*WHAT IS NEEDED*.
Reproduce, word for word, the part of the items that opens with the line containing "find the flower bud" and runs through the final line of the items, including both ends.

** start DATASET EXCERPTS **

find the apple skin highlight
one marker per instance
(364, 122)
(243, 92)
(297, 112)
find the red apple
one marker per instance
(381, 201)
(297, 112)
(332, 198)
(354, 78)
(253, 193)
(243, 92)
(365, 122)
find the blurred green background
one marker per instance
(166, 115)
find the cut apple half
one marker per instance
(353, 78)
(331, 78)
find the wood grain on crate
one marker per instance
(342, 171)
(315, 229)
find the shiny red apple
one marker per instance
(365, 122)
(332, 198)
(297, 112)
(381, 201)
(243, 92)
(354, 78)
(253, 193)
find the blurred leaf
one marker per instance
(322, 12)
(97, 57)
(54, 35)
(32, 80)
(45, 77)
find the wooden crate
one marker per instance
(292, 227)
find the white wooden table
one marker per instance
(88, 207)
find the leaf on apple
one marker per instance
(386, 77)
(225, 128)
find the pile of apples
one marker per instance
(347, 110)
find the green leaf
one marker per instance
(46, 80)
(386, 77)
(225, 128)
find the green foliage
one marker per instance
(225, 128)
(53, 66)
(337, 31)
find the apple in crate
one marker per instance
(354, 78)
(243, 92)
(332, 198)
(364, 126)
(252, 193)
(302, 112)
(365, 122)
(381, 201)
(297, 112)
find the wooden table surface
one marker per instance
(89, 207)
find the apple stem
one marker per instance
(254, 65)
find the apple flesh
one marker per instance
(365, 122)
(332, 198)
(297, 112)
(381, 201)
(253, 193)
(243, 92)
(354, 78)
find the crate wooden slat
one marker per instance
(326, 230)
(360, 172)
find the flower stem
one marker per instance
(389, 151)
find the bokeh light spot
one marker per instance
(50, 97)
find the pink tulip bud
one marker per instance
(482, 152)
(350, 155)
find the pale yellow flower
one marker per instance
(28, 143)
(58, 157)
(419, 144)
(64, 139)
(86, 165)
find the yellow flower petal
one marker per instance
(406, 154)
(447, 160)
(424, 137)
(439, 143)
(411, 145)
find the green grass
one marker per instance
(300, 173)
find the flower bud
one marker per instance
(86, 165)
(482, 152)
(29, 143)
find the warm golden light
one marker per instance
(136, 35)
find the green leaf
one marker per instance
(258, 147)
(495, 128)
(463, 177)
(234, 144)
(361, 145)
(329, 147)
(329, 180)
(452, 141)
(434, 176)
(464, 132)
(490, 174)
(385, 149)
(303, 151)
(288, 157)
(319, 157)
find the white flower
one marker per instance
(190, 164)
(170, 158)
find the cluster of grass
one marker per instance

** end DATASET EXCERPTS **

*FULL SOLUTION*.
find the flower bud
one marker per instance
(86, 165)
(482, 152)
(29, 143)
find the warm golden light
one marker per instance
(136, 35)
find the green leaf
one marker per instance
(258, 147)
(495, 128)
(463, 177)
(234, 144)
(361, 145)
(329, 147)
(329, 180)
(452, 141)
(434, 176)
(464, 132)
(490, 174)
(385, 149)
(303, 151)
(288, 157)
(319, 157)
find the white flower
one marker per instance
(190, 164)
(170, 158)
find the cluster of grass
one marker per instance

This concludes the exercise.